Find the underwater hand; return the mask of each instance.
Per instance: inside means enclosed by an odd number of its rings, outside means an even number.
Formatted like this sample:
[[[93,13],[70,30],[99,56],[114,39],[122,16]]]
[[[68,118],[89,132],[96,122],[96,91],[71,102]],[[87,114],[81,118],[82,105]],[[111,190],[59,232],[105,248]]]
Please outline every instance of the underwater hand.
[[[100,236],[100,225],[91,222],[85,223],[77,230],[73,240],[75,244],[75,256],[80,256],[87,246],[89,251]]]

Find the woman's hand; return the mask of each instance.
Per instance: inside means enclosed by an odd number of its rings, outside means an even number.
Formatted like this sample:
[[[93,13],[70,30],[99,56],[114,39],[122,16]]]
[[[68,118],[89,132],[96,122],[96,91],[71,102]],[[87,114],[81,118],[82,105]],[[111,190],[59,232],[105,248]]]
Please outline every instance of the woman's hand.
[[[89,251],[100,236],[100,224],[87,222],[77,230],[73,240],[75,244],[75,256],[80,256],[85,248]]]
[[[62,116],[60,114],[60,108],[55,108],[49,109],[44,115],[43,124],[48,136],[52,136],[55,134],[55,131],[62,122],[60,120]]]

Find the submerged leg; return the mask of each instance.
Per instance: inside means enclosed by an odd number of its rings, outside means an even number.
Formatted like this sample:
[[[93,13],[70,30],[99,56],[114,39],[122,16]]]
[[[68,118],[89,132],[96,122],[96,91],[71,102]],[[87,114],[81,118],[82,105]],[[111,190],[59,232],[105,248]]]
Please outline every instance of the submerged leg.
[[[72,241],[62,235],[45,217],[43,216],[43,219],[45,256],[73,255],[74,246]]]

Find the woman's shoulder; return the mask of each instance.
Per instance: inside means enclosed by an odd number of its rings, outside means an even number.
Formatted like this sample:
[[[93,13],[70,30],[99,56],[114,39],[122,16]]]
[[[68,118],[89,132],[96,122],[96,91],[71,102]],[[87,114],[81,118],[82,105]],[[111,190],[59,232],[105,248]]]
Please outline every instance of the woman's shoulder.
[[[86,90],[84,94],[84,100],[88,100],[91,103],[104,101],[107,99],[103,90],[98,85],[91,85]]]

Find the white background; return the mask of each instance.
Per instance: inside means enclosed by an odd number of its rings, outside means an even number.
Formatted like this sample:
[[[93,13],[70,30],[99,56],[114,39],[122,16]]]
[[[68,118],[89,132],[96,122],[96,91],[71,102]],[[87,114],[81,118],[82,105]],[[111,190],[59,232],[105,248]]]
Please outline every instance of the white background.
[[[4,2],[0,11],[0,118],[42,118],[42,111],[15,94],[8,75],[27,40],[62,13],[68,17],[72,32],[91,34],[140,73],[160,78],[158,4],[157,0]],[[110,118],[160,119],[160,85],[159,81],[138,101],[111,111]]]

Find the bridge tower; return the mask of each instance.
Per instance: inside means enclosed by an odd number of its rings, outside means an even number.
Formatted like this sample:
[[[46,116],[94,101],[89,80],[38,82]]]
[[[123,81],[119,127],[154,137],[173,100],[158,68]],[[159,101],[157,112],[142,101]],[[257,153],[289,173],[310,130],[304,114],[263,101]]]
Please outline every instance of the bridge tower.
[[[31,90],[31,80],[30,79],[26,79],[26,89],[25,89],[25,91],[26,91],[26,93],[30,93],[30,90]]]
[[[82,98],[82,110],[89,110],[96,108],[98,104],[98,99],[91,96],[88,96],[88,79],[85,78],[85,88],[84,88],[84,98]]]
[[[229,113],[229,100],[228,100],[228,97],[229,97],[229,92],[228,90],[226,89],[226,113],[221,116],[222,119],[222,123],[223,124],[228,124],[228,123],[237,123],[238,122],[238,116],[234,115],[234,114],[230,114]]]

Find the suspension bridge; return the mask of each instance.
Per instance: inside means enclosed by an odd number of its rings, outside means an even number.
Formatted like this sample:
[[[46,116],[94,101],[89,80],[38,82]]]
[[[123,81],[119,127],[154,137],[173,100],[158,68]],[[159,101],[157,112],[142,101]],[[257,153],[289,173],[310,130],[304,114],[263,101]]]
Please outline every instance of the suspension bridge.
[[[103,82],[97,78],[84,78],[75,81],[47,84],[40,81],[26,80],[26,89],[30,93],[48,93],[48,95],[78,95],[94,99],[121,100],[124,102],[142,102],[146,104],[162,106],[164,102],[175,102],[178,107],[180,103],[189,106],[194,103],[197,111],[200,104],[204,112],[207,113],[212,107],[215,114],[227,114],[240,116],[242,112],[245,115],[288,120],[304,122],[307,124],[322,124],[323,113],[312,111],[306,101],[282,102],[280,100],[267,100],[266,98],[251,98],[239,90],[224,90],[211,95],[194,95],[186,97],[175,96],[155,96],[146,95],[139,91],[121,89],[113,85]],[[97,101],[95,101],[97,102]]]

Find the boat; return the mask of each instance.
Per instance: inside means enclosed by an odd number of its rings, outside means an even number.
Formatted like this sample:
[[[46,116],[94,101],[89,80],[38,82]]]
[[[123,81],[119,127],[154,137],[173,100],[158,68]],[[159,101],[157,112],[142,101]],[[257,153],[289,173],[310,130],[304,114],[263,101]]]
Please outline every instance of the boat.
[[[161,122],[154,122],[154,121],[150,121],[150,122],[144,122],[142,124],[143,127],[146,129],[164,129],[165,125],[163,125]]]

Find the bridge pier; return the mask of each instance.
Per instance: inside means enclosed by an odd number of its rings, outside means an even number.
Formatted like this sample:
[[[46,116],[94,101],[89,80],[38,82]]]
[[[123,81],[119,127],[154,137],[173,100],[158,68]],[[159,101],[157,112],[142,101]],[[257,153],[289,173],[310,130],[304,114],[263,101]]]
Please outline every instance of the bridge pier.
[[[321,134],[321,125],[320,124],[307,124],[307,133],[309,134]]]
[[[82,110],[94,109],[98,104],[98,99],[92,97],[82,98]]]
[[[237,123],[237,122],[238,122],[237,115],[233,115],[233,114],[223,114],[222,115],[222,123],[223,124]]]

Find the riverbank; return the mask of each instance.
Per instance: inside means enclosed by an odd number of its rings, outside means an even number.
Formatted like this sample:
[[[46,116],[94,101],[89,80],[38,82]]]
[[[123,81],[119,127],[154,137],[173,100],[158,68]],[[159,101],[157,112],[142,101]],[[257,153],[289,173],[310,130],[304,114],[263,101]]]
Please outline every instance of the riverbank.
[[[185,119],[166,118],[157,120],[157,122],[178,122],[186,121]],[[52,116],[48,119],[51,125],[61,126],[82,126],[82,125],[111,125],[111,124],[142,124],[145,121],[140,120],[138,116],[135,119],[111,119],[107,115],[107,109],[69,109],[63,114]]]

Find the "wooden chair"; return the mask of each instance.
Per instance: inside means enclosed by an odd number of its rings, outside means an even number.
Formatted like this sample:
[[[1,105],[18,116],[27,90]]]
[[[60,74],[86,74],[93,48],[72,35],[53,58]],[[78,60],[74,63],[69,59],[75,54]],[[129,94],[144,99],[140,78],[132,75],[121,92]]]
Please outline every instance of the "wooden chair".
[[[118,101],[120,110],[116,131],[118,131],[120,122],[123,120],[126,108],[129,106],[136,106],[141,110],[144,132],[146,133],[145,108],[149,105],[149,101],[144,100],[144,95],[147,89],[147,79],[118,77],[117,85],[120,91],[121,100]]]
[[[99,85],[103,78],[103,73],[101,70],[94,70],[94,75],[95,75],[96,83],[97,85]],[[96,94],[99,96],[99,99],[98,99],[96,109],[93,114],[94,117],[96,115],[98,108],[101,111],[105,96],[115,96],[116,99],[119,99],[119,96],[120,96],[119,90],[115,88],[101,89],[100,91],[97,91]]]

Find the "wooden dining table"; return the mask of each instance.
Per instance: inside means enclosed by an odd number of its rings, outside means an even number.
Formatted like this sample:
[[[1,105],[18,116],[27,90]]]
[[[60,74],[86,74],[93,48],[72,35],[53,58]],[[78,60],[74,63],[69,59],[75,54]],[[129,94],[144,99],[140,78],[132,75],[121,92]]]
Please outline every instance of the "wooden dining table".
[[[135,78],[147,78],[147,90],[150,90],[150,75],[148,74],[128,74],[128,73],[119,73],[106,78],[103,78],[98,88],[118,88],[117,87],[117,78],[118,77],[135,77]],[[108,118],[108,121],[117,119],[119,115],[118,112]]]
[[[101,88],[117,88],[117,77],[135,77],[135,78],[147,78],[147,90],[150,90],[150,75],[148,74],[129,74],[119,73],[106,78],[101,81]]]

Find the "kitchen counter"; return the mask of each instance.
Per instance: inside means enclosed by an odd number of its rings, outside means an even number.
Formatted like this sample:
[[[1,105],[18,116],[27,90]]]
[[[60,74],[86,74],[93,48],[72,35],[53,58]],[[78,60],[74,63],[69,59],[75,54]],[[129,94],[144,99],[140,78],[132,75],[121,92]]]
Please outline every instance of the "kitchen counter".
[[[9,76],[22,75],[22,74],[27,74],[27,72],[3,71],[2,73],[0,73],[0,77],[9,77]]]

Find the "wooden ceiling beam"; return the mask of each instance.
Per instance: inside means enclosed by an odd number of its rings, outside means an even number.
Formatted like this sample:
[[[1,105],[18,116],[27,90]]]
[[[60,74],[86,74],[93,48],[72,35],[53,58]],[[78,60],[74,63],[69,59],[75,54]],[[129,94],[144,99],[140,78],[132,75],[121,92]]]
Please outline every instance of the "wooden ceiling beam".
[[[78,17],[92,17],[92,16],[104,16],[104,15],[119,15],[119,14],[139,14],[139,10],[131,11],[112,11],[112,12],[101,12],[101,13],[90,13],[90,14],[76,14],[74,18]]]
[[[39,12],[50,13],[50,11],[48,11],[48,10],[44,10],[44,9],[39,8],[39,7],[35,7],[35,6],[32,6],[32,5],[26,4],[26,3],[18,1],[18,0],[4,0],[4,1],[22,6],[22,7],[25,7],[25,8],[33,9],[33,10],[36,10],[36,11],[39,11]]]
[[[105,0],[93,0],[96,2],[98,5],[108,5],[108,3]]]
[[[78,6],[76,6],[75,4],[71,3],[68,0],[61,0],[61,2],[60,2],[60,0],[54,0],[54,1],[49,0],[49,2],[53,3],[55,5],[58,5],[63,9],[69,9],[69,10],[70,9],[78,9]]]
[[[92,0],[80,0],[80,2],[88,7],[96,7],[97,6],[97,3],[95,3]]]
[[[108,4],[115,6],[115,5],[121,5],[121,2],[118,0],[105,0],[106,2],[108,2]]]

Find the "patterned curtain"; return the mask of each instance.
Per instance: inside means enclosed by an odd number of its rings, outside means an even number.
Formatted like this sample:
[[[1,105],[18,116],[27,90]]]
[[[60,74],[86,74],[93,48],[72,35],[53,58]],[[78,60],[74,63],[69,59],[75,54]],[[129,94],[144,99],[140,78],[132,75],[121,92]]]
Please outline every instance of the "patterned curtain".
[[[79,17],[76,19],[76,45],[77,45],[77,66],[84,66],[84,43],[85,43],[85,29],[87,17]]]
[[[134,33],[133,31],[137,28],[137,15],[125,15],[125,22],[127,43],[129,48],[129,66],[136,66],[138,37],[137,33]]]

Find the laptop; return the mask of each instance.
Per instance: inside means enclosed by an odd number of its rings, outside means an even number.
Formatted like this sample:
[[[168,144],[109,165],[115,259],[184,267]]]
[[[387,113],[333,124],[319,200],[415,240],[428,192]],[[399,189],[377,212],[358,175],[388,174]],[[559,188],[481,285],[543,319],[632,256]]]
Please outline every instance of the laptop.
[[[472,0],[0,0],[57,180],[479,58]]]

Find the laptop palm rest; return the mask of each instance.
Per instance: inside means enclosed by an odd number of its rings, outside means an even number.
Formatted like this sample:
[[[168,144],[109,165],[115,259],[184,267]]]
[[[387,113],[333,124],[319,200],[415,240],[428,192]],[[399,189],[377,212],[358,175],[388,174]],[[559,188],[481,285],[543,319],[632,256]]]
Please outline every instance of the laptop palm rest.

__WHAT IS REQUIRED__:
Count the lines in the data above that contain the string "ceiling", treating uppercase and lowercase as different, and give only that number.

__WRITTEN SOLUTION__:
2